* _PROVIDED PASSAGE_:
+ + + +

Giving a Dam: A Day of Stewardship and Engagement Restoring Floodplains by Mimicking Beavers
By Andrea Malmberg
On a lovely day in Oregon’s high desert, as summer was melting into fall, I was fortunate to attend a workshop that brought together land stewards (ranch owners, managers, children, and organization/agency folk) at the working ranch of the Hatfield Hyde Land Trust. Becky and Taylor Hyde’s eastern Oregon ranch exemplifies regenerative land management: a working operation where ecological health, agricultural productivity, and the nurturing of a quality of life within their family go hand in hand. I’ve known Becky for years, meeting her when we were in our twenties, and she was advocating for regenerative agriculture before the term existed. Over the last year and a half, I have had the honor to work with Taylor’s extended family through an UVE engagement. Taylor and Becky’s openness to experimentation, willingness to host hands-on learning in the field, and genuine care for soil, water, plants, animals, and place set a powerful tone for the day.

+ + + +

* _SUPPLIED DATA_:
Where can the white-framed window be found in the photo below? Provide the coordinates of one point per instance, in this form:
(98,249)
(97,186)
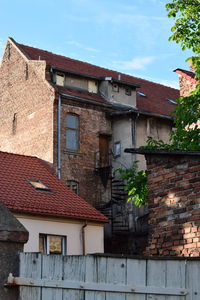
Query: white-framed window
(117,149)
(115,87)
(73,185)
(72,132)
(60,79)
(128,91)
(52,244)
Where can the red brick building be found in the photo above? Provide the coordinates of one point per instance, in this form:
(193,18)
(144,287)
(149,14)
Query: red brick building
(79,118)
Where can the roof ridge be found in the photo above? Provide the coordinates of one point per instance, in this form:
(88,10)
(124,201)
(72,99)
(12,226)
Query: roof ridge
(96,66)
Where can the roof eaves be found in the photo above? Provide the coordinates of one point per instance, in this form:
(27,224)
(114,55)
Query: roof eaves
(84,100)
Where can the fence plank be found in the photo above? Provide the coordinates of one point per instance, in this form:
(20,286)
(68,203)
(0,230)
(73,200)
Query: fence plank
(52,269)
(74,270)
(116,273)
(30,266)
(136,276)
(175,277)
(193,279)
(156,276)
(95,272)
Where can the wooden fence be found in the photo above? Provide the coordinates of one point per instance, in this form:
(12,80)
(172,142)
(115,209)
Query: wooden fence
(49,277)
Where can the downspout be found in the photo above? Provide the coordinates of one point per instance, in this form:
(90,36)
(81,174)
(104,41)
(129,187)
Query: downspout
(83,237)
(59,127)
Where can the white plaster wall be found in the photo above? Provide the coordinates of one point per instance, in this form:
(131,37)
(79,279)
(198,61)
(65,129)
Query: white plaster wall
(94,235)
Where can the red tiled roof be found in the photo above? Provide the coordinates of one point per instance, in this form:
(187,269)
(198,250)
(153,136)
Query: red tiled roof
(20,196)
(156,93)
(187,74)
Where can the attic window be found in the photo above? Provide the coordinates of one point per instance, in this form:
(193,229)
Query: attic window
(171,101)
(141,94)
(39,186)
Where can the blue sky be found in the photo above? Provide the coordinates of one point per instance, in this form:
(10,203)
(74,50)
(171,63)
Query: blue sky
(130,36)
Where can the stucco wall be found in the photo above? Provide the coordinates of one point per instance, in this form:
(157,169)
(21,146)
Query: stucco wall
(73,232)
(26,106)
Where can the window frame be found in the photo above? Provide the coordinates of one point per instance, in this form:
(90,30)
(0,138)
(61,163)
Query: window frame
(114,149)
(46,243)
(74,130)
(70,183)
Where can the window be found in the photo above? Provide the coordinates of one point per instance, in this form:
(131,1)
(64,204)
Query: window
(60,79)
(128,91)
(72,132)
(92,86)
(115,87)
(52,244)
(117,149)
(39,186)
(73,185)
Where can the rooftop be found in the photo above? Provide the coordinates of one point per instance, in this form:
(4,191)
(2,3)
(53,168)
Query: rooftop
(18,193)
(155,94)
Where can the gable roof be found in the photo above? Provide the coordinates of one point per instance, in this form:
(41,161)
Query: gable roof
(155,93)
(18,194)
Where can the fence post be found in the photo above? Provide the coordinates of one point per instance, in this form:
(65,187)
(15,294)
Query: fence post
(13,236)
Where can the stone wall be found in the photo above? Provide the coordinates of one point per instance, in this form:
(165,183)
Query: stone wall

+ + + +

* _EXERCISE DETAILS_: According to the article on the beaver-mimicking workshop, for how long has the writer been working with Taylor's extended family through a UVE engagement? This data has no connection to the article on the beaver-mimicking workshop.

* _SOLUTION_: For the last year and a half.